··· INPUT

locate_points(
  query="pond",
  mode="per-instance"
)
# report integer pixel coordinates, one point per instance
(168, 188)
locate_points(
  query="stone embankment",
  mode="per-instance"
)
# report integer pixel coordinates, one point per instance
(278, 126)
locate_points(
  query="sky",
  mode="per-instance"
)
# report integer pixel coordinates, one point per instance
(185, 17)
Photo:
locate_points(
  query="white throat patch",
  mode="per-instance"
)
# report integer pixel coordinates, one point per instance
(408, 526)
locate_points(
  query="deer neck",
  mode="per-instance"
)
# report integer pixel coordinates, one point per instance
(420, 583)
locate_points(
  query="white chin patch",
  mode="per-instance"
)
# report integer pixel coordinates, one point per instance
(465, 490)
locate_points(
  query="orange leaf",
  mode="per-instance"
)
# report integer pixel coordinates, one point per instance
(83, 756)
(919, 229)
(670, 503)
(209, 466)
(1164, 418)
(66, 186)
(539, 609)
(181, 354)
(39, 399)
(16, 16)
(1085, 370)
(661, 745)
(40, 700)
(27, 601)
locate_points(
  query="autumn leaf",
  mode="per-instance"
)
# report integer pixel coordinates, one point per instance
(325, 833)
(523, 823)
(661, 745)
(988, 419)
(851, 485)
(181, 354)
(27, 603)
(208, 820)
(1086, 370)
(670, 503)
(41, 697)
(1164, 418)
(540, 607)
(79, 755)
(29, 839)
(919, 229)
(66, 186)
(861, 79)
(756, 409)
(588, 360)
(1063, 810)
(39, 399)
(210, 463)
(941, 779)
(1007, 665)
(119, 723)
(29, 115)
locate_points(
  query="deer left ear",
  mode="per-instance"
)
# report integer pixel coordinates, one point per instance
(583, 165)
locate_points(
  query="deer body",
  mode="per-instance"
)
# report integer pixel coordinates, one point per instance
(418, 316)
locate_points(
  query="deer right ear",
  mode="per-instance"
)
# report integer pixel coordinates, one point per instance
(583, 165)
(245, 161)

······

## WORK REQUIRED
Print every record above exactly as written.

## COMPLETED TASK
locate_points(
  query="pond",
  mode="per-instance"
)
# report integer pixel coordinates, one point per instance
(168, 188)
locate_points(
  query="stone embankment",
  mode="per-instance"
)
# report integer pixel coordinates, one point per instance
(278, 126)
locate_points(
  query="sky",
  mode="per-instance"
)
# report integer pixel coordinates, one point per instance
(185, 17)
Photo:
locate_points(
  query="white throat patch",
  mode="per-instance"
)
# report integer pixel coordinates, one point per instance
(408, 526)
locate_points(
  query="deer neck",
  mode="per-instance"
)
# report integer pixel coordinates, one point per instance
(420, 583)
locate_points(
  query="white chin patch",
  mode="per-instance"
)
# report integer pixel coordinates, one point per instance
(465, 490)
locate_points(
  query="orange leaf",
  mode="per-instance"
)
# report integer pixel coordinates, one point per instance
(83, 756)
(919, 229)
(670, 503)
(209, 466)
(1164, 418)
(66, 186)
(539, 609)
(181, 354)
(39, 399)
(16, 16)
(1085, 370)
(661, 745)
(40, 700)
(27, 601)
locate_points(
  query="autumn leaf",
  mode="per-instance"
)
# report integer pixel coordinates, one point per instance
(325, 833)
(523, 823)
(661, 745)
(988, 419)
(851, 485)
(181, 354)
(27, 603)
(208, 820)
(1086, 370)
(670, 503)
(41, 697)
(1164, 418)
(540, 607)
(79, 755)
(29, 839)
(919, 229)
(66, 186)
(861, 79)
(756, 409)
(588, 360)
(1063, 810)
(39, 399)
(210, 463)
(941, 779)
(1007, 665)
(119, 723)
(29, 115)
locate_points(
  query="deer left ear",
  mode="per-instance"
)
# report integer pixel coordinates, one point per instance
(583, 165)
locate_points(
  query="deer body",
  mode="per-instance"
)
# report integer pixel coordinates, one point per instance
(418, 316)
locate_points(
  query="deer right ear",
  mode="per-instance"
)
# report integer pixel coordinates, one point per instance
(583, 165)
(245, 161)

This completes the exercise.